ITEMS
▬▬▬▬▬▬
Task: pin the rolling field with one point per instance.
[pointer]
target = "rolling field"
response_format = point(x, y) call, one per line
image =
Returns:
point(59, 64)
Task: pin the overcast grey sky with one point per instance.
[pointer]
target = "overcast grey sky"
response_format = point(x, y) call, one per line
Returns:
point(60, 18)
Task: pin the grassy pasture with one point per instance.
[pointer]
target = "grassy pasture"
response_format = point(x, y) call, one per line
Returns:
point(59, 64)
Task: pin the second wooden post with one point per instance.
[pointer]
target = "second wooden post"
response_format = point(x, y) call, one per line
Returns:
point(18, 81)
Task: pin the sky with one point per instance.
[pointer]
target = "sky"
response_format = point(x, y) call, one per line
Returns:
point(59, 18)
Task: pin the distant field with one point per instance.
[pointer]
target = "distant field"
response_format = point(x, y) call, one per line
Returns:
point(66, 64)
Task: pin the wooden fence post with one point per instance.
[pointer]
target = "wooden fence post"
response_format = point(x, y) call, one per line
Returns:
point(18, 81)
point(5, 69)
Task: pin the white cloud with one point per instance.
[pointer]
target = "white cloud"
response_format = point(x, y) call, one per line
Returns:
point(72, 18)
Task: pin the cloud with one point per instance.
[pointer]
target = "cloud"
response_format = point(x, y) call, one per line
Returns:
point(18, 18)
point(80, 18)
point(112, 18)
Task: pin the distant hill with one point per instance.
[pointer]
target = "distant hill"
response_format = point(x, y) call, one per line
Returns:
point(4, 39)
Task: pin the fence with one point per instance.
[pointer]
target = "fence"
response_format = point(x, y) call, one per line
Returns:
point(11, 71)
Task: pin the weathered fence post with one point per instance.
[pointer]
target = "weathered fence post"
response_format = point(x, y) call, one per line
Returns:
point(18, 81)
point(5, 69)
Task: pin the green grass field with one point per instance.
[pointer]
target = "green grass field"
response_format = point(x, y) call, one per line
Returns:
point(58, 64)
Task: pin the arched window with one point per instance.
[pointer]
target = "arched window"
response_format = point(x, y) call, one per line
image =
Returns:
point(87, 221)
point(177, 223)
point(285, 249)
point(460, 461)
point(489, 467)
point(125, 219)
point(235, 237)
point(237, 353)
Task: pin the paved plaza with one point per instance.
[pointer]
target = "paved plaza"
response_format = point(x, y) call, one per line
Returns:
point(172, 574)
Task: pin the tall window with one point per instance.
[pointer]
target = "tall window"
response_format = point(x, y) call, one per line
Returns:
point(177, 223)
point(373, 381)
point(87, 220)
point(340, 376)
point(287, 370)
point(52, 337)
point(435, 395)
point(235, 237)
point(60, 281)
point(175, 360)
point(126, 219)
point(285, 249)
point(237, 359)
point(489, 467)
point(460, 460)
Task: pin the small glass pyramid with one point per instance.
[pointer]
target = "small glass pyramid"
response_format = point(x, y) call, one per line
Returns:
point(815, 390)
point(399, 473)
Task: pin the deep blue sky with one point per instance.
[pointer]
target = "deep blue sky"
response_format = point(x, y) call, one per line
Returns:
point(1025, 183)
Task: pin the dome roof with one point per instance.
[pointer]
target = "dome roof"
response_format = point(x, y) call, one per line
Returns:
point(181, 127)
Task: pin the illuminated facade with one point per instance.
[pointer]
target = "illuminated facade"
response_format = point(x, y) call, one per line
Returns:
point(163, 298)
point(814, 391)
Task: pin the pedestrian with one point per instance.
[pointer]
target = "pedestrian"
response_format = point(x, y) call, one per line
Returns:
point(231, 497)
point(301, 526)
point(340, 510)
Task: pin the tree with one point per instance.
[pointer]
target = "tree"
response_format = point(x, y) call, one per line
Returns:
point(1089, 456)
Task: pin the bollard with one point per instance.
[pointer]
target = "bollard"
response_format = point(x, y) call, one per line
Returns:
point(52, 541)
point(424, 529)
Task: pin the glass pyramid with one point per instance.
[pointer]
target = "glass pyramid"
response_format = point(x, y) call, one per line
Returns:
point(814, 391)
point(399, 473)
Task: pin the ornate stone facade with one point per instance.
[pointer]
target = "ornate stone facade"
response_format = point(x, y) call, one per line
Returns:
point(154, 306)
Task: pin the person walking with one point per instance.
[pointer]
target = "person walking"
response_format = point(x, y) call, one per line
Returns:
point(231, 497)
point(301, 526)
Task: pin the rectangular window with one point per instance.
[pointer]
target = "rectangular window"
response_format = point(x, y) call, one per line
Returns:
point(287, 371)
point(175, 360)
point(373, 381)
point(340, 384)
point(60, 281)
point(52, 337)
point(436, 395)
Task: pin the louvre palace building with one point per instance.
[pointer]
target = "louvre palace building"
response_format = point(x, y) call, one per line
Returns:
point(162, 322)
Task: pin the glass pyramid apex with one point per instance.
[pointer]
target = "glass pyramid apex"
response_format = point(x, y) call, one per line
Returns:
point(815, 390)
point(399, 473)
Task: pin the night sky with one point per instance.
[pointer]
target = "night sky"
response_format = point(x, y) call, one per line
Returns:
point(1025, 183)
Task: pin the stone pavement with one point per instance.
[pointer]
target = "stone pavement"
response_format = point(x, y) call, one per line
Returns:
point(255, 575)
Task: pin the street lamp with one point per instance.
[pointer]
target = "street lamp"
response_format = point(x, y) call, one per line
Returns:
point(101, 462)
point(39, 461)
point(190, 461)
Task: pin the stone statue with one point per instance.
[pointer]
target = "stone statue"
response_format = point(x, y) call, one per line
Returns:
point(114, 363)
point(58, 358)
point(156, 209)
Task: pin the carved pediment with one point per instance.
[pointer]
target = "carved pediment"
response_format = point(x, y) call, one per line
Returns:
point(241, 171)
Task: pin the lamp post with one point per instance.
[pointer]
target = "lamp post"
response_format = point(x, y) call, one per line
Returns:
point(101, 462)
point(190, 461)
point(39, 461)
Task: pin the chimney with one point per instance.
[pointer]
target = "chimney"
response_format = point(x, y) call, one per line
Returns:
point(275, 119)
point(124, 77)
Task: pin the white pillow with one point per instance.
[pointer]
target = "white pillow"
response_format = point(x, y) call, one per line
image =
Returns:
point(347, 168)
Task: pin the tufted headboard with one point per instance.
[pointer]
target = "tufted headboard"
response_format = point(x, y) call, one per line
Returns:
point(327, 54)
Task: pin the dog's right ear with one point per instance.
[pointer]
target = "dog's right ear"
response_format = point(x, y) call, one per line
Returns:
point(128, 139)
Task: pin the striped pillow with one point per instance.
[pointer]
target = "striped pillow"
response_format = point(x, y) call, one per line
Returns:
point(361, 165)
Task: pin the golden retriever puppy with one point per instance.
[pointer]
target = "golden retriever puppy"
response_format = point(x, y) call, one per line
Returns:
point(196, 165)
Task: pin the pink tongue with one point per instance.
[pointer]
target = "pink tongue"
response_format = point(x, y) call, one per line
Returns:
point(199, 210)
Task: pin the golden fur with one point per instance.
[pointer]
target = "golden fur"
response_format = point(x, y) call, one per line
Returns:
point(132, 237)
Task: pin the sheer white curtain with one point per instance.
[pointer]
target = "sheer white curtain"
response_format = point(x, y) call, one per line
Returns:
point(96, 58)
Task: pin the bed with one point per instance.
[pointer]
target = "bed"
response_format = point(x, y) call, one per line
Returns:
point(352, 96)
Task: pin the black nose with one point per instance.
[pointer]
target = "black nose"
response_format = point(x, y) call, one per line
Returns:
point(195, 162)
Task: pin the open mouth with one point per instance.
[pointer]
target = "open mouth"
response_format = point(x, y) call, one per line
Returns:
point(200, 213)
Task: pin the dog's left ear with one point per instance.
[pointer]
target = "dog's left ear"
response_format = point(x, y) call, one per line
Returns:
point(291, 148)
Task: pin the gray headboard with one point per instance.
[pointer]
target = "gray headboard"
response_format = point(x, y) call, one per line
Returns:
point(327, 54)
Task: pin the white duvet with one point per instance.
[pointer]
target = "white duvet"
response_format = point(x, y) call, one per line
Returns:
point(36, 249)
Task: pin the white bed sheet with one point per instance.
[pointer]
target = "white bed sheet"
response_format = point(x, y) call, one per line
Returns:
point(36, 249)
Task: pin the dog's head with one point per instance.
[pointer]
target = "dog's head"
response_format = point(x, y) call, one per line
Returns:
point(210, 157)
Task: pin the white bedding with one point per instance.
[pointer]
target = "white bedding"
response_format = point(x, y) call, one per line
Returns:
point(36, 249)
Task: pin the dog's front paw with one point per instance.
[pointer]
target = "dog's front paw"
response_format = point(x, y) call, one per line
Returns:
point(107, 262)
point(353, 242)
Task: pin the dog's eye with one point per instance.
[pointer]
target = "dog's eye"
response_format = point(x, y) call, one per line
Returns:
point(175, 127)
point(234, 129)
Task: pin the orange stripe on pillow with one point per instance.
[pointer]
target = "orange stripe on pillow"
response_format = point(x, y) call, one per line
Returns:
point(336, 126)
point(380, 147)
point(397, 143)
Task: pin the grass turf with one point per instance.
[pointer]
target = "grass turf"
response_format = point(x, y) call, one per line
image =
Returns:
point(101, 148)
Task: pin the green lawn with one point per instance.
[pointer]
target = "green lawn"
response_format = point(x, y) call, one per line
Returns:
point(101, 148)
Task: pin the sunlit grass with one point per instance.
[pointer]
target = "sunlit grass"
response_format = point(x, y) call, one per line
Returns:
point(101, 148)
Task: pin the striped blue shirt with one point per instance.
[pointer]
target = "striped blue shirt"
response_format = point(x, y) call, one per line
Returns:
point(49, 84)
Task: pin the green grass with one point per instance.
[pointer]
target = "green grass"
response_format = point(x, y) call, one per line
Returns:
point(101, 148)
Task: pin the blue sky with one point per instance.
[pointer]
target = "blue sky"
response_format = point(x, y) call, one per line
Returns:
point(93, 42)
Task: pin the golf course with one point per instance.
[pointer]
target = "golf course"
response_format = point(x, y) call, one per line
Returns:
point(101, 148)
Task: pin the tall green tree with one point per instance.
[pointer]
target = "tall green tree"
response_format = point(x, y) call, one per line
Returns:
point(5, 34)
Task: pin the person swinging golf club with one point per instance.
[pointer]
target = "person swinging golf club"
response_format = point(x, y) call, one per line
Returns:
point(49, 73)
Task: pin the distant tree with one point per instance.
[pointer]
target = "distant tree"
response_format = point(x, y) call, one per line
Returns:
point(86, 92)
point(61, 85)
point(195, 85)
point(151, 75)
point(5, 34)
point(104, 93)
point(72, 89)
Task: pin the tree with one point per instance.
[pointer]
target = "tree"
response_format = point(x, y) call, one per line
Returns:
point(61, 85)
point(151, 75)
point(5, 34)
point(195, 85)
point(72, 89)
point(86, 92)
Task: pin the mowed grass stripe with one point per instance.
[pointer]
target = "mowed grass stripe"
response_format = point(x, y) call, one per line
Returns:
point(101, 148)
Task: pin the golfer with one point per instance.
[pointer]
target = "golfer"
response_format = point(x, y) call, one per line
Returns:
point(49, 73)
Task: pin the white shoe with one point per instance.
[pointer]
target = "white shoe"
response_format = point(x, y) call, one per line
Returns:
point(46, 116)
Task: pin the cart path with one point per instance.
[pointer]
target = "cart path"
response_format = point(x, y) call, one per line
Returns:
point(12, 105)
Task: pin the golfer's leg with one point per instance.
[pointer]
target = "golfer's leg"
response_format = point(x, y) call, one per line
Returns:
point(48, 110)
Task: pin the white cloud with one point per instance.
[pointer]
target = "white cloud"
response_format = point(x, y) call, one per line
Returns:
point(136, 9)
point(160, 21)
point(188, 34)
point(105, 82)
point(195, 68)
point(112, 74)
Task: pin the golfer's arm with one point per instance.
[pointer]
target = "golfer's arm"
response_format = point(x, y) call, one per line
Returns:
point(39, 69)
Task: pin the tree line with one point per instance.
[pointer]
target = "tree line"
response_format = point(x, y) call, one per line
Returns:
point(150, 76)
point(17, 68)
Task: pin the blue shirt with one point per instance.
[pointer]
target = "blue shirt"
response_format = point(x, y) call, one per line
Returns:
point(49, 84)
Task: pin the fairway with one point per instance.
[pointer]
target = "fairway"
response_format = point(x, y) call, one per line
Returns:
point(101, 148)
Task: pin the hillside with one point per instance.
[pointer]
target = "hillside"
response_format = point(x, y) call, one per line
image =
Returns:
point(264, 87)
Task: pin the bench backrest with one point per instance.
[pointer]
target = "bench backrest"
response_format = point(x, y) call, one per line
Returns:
▬▬▬▬▬▬
EXERCISE OBJECTIVE
Rewrite everything from "Task: pin the open" down to "point(210, 157)" in the records, putting "comforter" wherever "duvet" appears and keeping all else as it is.

PROBLEM SOLUTION
Task: pin the open mouth with one point per instance.
[pointer]
target = "open mouth"
response_format = point(x, y) call, one per line
Returns:
point(200, 213)
Task: pin the dog's left ear with one point per instance.
[pointer]
target = "dog's left ear"
response_format = point(x, y) call, one per line
Returns:
point(291, 148)
Task: pin the gray headboard with one point per instance.
[pointer]
target = "gray headboard"
response_format = point(x, y) call, one per line
Returns:
point(327, 54)
Task: pin the white comforter with one point per instance.
[pointer]
target = "white comforter"
response_format = point(x, y) call, one per line
Returns:
point(36, 249)
Task: pin the white bed sheet with one point per instance.
[pointer]
target = "white bed sheet"
response_format = point(x, y) call, one per line
Returns:
point(36, 249)
Task: pin the dog's head with one point per instance.
[pointer]
target = "dog's head"
response_format = point(x, y) call, one per line
Returns:
point(210, 157)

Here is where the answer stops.